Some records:
*-*-*
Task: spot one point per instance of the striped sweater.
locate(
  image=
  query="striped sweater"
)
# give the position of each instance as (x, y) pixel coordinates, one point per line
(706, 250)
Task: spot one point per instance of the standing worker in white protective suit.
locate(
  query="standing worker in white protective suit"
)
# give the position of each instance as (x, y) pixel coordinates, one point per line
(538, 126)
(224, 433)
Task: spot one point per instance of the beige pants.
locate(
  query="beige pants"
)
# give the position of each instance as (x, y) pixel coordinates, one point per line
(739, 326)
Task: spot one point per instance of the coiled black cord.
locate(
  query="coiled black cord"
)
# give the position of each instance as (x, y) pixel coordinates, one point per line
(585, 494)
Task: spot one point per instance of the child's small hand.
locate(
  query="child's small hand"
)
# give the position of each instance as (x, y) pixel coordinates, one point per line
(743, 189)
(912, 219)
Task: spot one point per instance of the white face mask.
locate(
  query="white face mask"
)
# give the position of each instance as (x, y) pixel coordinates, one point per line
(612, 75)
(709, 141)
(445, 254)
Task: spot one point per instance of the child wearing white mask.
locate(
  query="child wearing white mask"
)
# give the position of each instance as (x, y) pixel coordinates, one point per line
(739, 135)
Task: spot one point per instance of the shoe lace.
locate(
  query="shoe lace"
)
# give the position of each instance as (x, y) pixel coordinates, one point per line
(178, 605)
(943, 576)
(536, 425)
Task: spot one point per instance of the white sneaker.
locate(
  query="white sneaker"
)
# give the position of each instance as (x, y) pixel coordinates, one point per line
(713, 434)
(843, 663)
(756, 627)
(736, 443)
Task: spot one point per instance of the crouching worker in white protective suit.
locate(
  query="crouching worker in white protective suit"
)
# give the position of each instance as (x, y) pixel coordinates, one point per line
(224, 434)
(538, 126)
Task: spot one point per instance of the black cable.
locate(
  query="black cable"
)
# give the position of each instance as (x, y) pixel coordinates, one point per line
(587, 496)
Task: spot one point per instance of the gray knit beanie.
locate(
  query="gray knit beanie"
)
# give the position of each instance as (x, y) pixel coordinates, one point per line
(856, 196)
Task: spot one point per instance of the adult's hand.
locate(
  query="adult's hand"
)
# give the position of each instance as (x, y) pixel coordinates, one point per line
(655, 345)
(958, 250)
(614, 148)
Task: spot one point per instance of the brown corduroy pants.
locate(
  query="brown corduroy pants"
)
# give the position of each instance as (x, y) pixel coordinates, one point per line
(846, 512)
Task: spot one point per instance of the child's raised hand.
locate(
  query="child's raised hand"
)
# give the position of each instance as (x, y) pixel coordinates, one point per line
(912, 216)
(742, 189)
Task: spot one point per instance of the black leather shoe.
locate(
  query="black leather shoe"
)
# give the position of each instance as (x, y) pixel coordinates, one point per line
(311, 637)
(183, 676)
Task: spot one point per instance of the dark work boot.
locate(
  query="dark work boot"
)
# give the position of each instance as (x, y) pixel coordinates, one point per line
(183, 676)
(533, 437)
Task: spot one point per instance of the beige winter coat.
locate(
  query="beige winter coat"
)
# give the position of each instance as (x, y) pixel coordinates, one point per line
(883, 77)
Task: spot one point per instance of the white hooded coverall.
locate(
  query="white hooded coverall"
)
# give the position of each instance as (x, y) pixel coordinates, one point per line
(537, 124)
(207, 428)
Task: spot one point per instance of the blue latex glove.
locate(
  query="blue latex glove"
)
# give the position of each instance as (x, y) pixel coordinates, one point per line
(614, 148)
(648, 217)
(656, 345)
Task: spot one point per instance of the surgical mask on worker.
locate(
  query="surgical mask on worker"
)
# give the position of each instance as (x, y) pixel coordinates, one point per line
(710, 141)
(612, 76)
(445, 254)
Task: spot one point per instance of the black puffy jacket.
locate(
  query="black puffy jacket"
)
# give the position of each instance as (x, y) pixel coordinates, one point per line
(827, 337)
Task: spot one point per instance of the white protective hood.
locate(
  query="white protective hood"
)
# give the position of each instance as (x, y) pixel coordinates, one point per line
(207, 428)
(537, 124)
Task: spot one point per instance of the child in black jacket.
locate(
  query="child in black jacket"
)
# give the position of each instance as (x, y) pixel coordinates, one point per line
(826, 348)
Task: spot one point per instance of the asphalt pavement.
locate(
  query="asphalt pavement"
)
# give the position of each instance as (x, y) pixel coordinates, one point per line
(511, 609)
*-*-*
Problem
Each record above should be returned exactly as it appears.

Task solution
Task: spot one point per instance of the striped sweater.
locate(
  image=
  query="striped sweater"
)
# give the position of each instance as (x, y) pixel coordinates, one point per line
(706, 250)
Task: spot one point per instance of the standing worker in white protective suit.
locate(
  query="standing worker in white protective suit"
)
# give the position of each instance as (x, y) pixel coordinates, one point per line
(538, 126)
(224, 433)
Task: spot one point per instance of the beige pants.
locate(
  query="beige pants"
)
# give the position of each instance as (x, y) pixel coordinates, one point per line
(739, 326)
Task: spot one point per instance of the coiled black cord.
locate(
  query="coiled black cord"
)
# give the position of each instance as (x, y) pixel coordinates, one point per line
(585, 494)
Task: spot one point per instance of the child's small hand.
locate(
  query="child's small hand"
)
# give the position of each instance as (x, y) pixel coordinates, one point per line
(743, 189)
(912, 219)
Task: spot one point per instance of the white face mask.
locate(
  query="white face mask"
)
# give the position of each instance as (x, y) pixel coordinates, one point per line
(612, 75)
(709, 141)
(445, 254)
Task: spot one point per instance of the child wearing white mask.
locate(
  query="child wearing white mask"
)
# give the position of each instance as (x, y) pixel coordinates, one point per line
(739, 135)
Task: spot one point per instance of the shoe lace.
locate(
  query="shoe lace"
)
# give the position of each instance as (x, y) pixel coordinates, one point per line
(178, 605)
(943, 576)
(536, 425)
Task: spot one point per instance of the white sneaker.
locate(
  query="white sneaker"
)
# give the position of each instance as (x, y) pixel coordinates, one point per line
(713, 434)
(843, 663)
(756, 627)
(736, 443)
Task: spot one point per instance of the crouching worker in white protective suit.
locate(
  query="crouching worker in white protective suit"
)
# give the position of each instance as (x, y) pixel coordinates, one point per line
(224, 434)
(538, 126)
Task: spot one point per instance of the black cable.
locate(
  query="black cable"
)
# give the position of each instance as (x, y) pixel coordinates, one point per line
(587, 496)
Task: spot one point per instance of the gray knit beanie.
locate(
  query="gray knit beanie"
)
# give the position of each instance as (x, y) pixel coordinates, one point per line
(856, 196)
Task: spot one point per instance of the adult's hand.
locate(
  query="adult's hand"
)
# give the position of each instance as (x, y) pixel coordinates, one point per line
(655, 345)
(958, 250)
(614, 148)
Task: spot one point per instance of the brown corduroy pants.
locate(
  query="brown corduroy pants"
)
# give the position of each instance as (x, y) pixel coordinates, one point per line
(846, 512)
Task: spot one point per instance of the child's raised hand.
locate(
  query="child's raised hand"
)
# give the position of each instance as (x, y) pixel coordinates, one point per line
(912, 216)
(742, 189)
Task: spot one point per instance of the black leather shoe.
locate(
  query="black leather shoe"
)
# give the position of each instance as (x, y) pixel coordinates, one point per line
(311, 637)
(183, 676)
Task: spot one point per instance of the dark work boot.
locate(
  query="dark work boot"
)
# give the position of each instance as (x, y) pixel coordinates, one point per line
(183, 676)
(533, 437)
Task: spot one point per instance of the beige winter coat.
locate(
  query="beige winter coat"
)
# give the position of each instance as (x, y) pixel coordinates, one point per line
(883, 77)
Task: spot one point per instance of the white hooded coverall.
locate(
  query="white hooded coverall"
)
# give the position of each instance as (x, y) pixel coordinates, one point per line
(537, 124)
(207, 428)
Task: spot one point per instance of the blue latex glove.
locate(
  query="blue latex glove"
)
# give the position of each instance as (x, y) pixel coordinates, one point per line
(614, 148)
(648, 217)
(656, 345)
Task: spot one point per instance of the surgical mask on worker.
locate(
  query="surgical mask on worker"
)
# give the position of each instance as (x, y) pixel coordinates, one point per line
(710, 141)
(612, 76)
(445, 254)
Task: spot one point per instance of the black puffy jacket.
locate(
  query="black puffy jacket"
)
# give the position of each instance as (x, y) pixel coordinates, one point per line
(827, 337)
Task: spot one point per instance of the white protective hood.
locate(
  query="white protective hood"
)
# give the position of each instance as (x, y) pixel coordinates, one point per line
(207, 428)
(537, 124)
Task: spot one point per instance of the child in black jacket.
locate(
  query="child in black jacket"
)
# give the position of each instance as (x, y) pixel coordinates, one point per line
(826, 348)
Task: spot one point per instance of the asphalt pavement.
locate(
  query="asphalt pavement"
)
# give the position of each instance as (x, y) pixel coordinates, one point per line
(511, 609)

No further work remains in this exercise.